— Directions —
A: In the passage on Dionysus and Pentheus, why is Cadmus thrilled about the new god? Answer in one to three sentences.
B: Put the entries between the line containing "Quick question — can you spot any neck" and the line containing "201 382 310 406", inclusive, into a JSON list of strings, with one string for each line.

Dionysus craves supremacy at Pentheus’ expense. In contrast to the king’s formality and restrictiveness, Dionysus promotes freedom, ecstasy, music and dance, elements which spell anarchy and a personal insult for Pentheus. This god encourages his disciples to seek “the pleasures of Aphrodite” (451-459) and makes his sacred religion sound universal, encompassing Lydia, Persia, Medea, Arabia and all of Asia (13-22). He has benefited mankind by giving man wine to forget his worries (280-283) and his worship is related to the miraculous. It is claimed that at his command milk, honey, water and wine are reported to flow out of the earth on his sacred Mount Cithaeron (141-143). By his power also, the vine around his mother Semele’s tomb flourishes instantly; an earthquake demolishes part of the royal palace, opening chains and barred doors to freedom for the imprisoned bacchants. The miracles are intended to show Dionysus’ divine powers. It is alleged that he also has the power to transform himself into diverse animals (918). The odds presented by Dionysus against Pentheus are great. How can a mortal king defy a god who performs miracles, disguises himself as a mortal “stranger”, sends women hysterically wild and is welcomed by the Thebans and the royal family?
Pentheus’ mother Agave with her two sisters and grand father Cadmus accept the new god and join in his worship, adding further insult to the king. Cadmus is thrilled by the thought of the splendour that will come to the royal family when his dead daughter Semele will turn out to be the mother of his grand son Dionysus:
“for since he is the child of my daughter’s womb
we must magnify him and make him
as important as we can.”
(181-183)
Like Cadmus, the blind seer Tiresias tries to show Pentheus that the joy of living and the realm of ecstasy are as essential as the king’s rules and values:
“You see how you are pleased, when the multitude
throngs the palace doors,
and the city magnifies the name of Pentheus;
so Dionysus too, in my opinion delights in being honoured.”
(319-321)

— Dataset records —

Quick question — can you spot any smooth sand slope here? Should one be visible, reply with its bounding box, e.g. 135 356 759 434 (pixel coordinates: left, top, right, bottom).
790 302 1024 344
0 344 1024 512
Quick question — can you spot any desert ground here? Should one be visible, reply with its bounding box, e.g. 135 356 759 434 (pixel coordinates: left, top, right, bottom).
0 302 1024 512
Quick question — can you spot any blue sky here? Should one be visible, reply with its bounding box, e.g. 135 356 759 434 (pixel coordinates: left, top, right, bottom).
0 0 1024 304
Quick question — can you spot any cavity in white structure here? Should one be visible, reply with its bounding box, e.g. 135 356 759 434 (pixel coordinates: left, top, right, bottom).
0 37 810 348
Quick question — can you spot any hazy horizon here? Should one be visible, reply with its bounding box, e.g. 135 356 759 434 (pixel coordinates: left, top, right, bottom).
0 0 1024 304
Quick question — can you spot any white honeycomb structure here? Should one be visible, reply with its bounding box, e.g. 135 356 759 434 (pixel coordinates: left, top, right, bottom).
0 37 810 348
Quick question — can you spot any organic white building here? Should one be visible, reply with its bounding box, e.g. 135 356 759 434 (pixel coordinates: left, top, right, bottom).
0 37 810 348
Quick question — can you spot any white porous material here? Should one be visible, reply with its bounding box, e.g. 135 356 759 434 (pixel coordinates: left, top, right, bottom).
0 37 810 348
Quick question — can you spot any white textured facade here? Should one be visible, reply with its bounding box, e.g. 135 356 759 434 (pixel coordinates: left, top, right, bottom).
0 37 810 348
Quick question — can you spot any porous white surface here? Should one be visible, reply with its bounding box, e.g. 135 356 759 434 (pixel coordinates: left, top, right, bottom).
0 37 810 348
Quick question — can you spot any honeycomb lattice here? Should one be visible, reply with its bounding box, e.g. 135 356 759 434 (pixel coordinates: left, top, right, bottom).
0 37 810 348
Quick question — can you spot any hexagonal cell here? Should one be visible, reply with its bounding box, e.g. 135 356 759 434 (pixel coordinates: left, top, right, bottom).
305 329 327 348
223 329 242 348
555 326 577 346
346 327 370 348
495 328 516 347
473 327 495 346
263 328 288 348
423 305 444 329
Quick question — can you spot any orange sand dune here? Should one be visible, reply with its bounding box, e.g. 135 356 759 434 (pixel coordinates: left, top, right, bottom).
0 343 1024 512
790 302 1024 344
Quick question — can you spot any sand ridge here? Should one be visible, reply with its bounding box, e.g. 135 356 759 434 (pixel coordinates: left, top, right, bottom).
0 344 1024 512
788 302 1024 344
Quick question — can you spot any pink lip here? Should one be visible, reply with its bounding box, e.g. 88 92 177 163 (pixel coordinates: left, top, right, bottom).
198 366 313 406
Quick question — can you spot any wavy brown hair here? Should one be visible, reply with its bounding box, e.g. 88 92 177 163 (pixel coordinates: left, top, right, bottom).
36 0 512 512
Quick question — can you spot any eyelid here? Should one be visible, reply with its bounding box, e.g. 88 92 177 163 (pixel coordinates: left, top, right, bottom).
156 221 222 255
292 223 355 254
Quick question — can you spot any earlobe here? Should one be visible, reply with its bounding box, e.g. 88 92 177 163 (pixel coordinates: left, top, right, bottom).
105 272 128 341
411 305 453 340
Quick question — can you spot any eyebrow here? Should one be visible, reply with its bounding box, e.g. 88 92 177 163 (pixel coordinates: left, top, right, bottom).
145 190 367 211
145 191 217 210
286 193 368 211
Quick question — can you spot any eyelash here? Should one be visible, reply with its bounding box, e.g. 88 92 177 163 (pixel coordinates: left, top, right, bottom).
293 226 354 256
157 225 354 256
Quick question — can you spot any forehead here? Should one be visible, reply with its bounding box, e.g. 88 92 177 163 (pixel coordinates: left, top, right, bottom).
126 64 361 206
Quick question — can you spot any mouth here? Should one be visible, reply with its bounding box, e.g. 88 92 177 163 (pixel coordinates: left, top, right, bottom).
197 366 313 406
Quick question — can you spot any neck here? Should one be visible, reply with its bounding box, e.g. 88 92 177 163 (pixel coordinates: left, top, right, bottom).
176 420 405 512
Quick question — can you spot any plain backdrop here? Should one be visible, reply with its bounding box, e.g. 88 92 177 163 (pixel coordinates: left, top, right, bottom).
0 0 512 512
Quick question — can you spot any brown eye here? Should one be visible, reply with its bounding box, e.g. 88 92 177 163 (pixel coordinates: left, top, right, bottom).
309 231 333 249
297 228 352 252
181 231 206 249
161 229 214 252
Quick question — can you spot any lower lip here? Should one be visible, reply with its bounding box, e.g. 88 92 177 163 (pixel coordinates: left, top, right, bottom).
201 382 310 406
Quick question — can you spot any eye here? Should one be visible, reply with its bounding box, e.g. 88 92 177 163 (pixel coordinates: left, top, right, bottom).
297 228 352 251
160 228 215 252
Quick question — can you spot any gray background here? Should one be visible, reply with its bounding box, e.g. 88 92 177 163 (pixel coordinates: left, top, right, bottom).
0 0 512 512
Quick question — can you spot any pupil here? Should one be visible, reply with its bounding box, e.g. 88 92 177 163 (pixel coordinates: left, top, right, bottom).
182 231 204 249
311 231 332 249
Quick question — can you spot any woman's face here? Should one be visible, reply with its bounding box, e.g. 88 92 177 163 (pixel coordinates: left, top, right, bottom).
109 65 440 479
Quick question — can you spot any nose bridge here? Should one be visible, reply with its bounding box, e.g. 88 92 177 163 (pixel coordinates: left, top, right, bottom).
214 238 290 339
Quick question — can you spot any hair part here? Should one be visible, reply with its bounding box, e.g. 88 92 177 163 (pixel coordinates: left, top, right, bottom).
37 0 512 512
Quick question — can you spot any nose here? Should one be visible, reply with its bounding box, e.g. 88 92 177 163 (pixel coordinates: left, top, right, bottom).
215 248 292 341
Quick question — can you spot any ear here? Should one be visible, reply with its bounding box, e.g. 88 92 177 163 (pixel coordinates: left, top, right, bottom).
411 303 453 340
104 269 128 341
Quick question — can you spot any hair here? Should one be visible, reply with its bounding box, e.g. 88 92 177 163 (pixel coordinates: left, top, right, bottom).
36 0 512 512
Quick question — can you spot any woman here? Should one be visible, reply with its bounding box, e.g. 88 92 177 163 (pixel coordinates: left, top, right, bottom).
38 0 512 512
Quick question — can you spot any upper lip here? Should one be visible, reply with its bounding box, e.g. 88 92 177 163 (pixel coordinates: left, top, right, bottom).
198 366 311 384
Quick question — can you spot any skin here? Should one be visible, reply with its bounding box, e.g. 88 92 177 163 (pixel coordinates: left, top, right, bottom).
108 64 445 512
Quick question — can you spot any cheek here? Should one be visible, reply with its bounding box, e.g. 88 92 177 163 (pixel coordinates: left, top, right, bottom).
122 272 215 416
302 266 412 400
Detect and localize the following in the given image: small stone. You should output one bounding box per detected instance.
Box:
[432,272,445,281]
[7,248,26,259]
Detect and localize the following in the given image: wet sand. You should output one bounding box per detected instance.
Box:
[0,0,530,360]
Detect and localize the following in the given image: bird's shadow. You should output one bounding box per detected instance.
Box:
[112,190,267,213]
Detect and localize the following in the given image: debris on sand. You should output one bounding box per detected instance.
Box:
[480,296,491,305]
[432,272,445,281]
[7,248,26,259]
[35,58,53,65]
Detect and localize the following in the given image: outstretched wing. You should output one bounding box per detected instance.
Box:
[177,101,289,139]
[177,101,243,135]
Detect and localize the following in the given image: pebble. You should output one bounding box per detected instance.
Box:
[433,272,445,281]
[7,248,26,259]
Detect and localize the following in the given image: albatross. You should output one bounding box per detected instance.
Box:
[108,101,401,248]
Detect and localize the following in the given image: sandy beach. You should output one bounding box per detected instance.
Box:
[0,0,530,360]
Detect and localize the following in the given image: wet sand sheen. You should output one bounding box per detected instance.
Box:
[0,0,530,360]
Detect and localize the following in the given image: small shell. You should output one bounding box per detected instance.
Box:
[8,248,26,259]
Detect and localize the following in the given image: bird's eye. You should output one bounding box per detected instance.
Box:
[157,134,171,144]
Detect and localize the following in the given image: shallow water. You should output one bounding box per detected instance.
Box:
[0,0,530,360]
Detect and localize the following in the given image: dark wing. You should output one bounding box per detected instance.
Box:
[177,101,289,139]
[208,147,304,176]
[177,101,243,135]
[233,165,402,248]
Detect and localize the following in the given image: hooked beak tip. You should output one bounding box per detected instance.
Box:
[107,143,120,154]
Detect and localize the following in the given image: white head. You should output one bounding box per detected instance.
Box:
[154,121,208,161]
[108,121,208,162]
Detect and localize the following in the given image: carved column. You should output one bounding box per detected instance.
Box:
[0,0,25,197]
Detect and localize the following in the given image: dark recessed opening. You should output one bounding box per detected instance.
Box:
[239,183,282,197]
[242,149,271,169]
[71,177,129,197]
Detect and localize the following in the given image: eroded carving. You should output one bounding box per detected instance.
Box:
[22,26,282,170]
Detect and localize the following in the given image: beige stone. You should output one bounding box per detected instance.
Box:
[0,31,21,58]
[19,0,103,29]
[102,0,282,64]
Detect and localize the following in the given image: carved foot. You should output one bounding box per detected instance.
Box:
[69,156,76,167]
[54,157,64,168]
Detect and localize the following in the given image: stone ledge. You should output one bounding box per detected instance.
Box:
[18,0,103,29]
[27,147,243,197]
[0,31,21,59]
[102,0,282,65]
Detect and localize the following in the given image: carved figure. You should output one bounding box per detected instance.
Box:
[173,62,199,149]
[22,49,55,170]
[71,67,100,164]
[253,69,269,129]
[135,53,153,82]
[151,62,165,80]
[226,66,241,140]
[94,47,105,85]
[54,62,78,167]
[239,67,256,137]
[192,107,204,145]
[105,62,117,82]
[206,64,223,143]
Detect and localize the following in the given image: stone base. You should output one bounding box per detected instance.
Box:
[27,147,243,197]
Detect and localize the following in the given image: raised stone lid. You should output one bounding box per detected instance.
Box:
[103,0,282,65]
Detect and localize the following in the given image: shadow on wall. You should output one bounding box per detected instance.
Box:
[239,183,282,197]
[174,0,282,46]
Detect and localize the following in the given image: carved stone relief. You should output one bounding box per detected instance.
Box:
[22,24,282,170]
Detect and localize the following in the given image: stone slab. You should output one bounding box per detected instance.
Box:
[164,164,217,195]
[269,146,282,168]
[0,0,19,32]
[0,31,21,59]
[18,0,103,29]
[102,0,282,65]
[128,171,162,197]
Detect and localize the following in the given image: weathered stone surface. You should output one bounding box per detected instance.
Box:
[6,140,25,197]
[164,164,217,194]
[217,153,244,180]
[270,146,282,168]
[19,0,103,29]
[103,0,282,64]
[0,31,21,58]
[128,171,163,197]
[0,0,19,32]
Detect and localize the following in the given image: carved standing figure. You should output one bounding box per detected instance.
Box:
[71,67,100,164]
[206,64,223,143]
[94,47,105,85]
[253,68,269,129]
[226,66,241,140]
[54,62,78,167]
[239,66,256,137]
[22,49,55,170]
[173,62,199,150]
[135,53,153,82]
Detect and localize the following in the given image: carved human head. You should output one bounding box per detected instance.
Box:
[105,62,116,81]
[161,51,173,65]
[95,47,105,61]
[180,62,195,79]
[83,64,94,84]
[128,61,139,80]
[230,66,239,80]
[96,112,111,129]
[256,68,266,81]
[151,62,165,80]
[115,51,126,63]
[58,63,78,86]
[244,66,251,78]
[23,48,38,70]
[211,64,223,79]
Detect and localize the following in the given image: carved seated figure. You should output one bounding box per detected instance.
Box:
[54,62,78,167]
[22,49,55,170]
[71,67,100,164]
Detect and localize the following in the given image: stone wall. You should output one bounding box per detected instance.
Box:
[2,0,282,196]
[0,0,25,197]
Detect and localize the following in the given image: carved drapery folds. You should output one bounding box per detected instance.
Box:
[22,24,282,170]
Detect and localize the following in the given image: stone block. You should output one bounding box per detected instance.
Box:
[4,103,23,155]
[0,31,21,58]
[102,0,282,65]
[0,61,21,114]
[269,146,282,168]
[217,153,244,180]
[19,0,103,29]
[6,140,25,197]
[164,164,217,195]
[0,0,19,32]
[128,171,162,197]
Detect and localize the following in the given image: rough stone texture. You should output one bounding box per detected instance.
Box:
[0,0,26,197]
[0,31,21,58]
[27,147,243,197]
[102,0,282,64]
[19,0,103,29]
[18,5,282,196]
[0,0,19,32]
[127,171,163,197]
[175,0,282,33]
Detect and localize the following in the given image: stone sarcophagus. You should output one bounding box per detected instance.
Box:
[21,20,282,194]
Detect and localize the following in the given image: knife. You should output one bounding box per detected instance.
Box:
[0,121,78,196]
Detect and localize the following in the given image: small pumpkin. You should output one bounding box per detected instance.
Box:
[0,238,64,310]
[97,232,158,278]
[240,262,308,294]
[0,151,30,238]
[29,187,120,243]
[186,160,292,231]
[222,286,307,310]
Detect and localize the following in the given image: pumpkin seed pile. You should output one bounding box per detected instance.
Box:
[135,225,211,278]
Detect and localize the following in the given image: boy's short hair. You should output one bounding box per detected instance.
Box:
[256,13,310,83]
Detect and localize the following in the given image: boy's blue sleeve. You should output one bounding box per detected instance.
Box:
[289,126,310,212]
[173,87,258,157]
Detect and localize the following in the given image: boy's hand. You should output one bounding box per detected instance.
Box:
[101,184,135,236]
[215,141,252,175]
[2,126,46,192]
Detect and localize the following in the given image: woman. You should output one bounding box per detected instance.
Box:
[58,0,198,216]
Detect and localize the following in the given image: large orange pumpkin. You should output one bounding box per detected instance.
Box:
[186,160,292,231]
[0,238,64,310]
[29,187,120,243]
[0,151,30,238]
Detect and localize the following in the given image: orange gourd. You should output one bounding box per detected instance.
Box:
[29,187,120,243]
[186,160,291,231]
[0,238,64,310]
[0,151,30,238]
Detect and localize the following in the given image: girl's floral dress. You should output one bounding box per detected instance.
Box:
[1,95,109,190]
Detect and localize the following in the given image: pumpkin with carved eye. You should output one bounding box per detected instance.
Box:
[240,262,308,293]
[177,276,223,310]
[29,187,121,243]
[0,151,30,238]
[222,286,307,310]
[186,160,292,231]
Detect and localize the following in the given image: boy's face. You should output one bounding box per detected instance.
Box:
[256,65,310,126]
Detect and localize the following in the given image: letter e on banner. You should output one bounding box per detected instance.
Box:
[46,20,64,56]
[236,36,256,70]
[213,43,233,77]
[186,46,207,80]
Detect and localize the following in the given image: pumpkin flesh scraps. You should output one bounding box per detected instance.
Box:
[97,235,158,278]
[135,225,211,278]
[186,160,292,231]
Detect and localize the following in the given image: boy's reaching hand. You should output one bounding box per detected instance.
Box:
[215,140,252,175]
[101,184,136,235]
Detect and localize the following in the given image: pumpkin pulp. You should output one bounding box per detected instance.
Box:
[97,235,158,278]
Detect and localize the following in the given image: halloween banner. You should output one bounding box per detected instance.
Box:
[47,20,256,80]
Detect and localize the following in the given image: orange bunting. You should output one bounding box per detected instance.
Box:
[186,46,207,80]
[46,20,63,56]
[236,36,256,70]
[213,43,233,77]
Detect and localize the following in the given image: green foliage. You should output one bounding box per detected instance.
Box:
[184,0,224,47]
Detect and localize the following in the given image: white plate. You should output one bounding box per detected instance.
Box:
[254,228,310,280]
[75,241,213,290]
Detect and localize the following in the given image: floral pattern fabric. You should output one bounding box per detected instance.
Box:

— Answers for the tasks —
A: Cadmus is thrilled because he expects splendour to come to the royal family when his dead daughter Semele turns out to be the mother of his grandson Dionysus. Since Dionysus is the child of his daughter's womb, Cadmus says they must magnify him and make him as important as they can.

B:
[
  "Quick question — can you spot any neck here? Should one be visible, reply with its bounding box, e.g. 88 92 177 163 (pixel coordinates: left, top, right, bottom).",
  "176 420 405 512",
  "Quick question — can you spot any plain backdrop here? Should one be visible, reply with its bounding box, e.g. 88 92 177 163 (pixel coordinates: left, top, right, bottom).",
  "0 0 512 512",
  "Quick question — can you spot any brown eye here? Should one be visible, reply with its bounding box, e.g. 88 92 177 163 (pixel coordinates: left, top, right, bottom).",
  "309 231 333 249",
  "297 228 352 252",
  "181 231 206 249",
  "161 229 214 252",
  "Quick question — can you spot any lower lip here? Should one be visible, reply with its bounding box, e.g. 88 92 177 163 (pixel coordinates: left, top, right, bottom).",
  "201 382 310 406"
]